### [Requirement 1]
Repeat word for word the part of the open letter to Brent Council that opens with the words containing "Guest post by" and closes with "local people need.".
### [Requirement 2]
In the open letter to Brent Council, shorten the paragraph that begins "Normally, when a private developer agrees" while keeping its main facts.
### [Requirement 3]
Resume the open letter to Brent Council about the Alperton Bus Garage flats, picking up after its final sentence.

Guest post by Philip Grant in a personal capacity
An entry from Brent Council’s latest Forward Plan
Dear Brent Council,
I think that you’ve become too complicated in the
way you seek to provide the new Council homes that many local people need.
Take, for example, your decision (at last
November’s Cabinet meeting) to buy a block of flats at the former
Alperton Bus Garage site. The
developer, Telford Homes, was given planning permission to build three tower
blocks there, on condition that one of them, block C - containing 155 of the
461 flats proposed in their application, would be as “affordable housing”.
South-west elevation drawing from the planning
application documents (block B outlined
at the back)
Normally, when a private developer agrees a large-scale
affordable housing offer, they do so in partnership with a housing association which
will provide those homes. But here, it is Brent Council who have stepped in to
acquire them. And the Council is not buying them direct from Telford Homes. It
is proposed that they will be acquired from an Asset Special Purpose Vehicle
(“ASPV”). Who or what is an ASPV?
That would be explained in the report that Cabinet members made their
decision on, wouldn’t it? If it
was, the explanation was in one of the (now all too common) exempt appendices. Looking
at the minutes of the meeting, all the Lead Member for Resources, Cllr.
McLennan, said about the ASPV was simply a repeat of the Officer’s report :
Opening section of the
November 2021 Cabinet Report
The report to the
meeting was not from the Director of Housing, but the Director of Finance. No
questions were asked about why the Council was not buying the flats direct from
the developer, who the beneficial owner of the intermediary ASVP was, and why
it would not be a straight 999-year lease. Cabinet members seemed more intent
on congratulating the Council, its finance team (and themselves?) for the
proposal they were about to “rubber stamp”:
‘In expressing their
support for the proposal, Cabinet highlighted the opportunity the scheme
provided to further increase the supply of affordable social housing within the
borough based on a leasing model which was felt to represent good value for
money. Officers were thanked for their efforts in securing the
necessary terms ….’
But how ‘good value’ was this ‘leasing model’? The
Council would be taking an initial 50-year lease on 155 homes in a 26-storey
tower block (55 x 1-bed, 49 x 2-bed, 46 x 3-bed [5 person] and 5 x 4-bed [6
person] flats). The report from the Director of Finance said:
‘Officers have been in discussion with the ASPV
regarding the possibility of purchasing these homes. An offer has been on a
purchase price of circa £48M via private treaty on a 50 year leasing
arrangement, which means an average of £280K for each home.’
The report then goes on to say:
‘The target average development cost under the New
Council Homes Programme (NCHP) is £280K per home. As such, the leasing model
represents good value for money.’
It appears from this that the cost per home for the
leasehold flats at the Alperton Bus Garage site would be no better than
the development cost for freehold homes on one of Brent Council’s own
housing projects, over which the Council would have much better control.

Rows from a box labeling dataset:
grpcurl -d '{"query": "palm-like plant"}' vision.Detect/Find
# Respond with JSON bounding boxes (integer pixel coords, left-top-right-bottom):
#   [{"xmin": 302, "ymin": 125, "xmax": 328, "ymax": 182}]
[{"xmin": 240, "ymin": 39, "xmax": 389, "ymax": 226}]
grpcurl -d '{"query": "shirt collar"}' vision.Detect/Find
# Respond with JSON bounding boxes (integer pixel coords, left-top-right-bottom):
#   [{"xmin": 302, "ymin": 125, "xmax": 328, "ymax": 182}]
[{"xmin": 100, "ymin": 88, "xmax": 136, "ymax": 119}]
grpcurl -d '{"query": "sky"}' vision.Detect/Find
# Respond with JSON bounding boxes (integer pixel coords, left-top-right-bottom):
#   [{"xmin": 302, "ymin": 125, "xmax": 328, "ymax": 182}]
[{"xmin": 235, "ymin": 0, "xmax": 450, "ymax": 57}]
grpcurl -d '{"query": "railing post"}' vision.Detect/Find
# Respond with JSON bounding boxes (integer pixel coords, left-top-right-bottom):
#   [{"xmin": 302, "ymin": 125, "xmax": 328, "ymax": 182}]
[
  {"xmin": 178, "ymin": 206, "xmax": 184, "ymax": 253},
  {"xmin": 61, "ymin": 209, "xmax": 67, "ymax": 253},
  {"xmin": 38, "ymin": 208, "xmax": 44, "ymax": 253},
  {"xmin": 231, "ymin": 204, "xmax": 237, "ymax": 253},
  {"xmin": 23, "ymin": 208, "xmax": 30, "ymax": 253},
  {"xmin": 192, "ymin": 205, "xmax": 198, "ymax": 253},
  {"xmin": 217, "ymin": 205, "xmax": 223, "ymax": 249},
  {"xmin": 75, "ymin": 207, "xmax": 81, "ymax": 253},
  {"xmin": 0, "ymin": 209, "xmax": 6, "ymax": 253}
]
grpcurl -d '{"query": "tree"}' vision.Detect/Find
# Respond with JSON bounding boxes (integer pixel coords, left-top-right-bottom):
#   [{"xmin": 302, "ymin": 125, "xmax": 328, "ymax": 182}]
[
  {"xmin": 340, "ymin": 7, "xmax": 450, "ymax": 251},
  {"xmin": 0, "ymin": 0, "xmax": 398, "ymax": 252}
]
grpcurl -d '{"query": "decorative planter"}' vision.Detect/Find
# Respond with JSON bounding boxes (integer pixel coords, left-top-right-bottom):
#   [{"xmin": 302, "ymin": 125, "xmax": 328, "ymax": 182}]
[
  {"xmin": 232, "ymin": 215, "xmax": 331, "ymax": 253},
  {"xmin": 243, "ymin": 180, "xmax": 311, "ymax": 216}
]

### [Written answer 1]
Guest post by Philip Grant in a personal capacity
An entry from Brent Council’s latest Forward Plan
Dear Brent Council,
I think that you’ve become too complicated in the
way you seek to provide the new Council homes that many local people need.

### [Written answer 2]
A private developer's large affordable housing offer is normally provided with a housing association. Here, Brent Council has stepped in to acquire the homes. It would not buy them directly from Telford Homes but from an Asset Special Purpose Vehicle ("ASPV"), which raises the question of who or what an ASPV is.

### [Written answer 3]
And the £280k per home figure is dependent on the
deal to buy leasehold flats from an ASVP (which only has an option to acquire
them from the developer) qualifying for a £4.3m grant from the GLA, and that
the Council would qualify for 100% Stamp Duty Land Tax relief on its leasehold
purchase, which is not certain:
‘These assumptions will need to be fully tested
along with the Council’s tax advisors and HMRC. Failure to secure the SDLT
exemption noted above would increase the cost of the scheme by circa £1.9M.’
Why is Brent Council getting into such a complex
and potentially risky deal? If it has £48m available to spend on new Council
homes, why not spend it on building those homes on a vacant site it already
owns, and for which it has had full planning consent since February 2021?
Diagrammatic view of Brent’s Cecil Avenue housing
scheme. (From an April 2021 Council
document)
I am referring to the Cecil Avenue site, part of Brent’s Wembley Housing Zone, which I have been writing about since August
2021. As can be seen from the image above, this development is not a tower
block (maximum height 9-storeys), it will have an internal garden square and
includes family-sized maisonettes with their own private gardens. Surely that
would provide better new Council homes for Brent people in housing need?
At the moment, following a Cabinet decision six
months ago, it is proposed that 152 of the 250 homes to be built at Cecil
Avenue (including 20 family-sized homes) would be for a developer partner to
sell at a profit. In an article last month, I asked why Senior Council Officers and a small
number of Cabinet members (with the rest not questioning it) were appearing to
favour developers over Brent residents in need of a decent Council home? We
are all still waiting for an answer!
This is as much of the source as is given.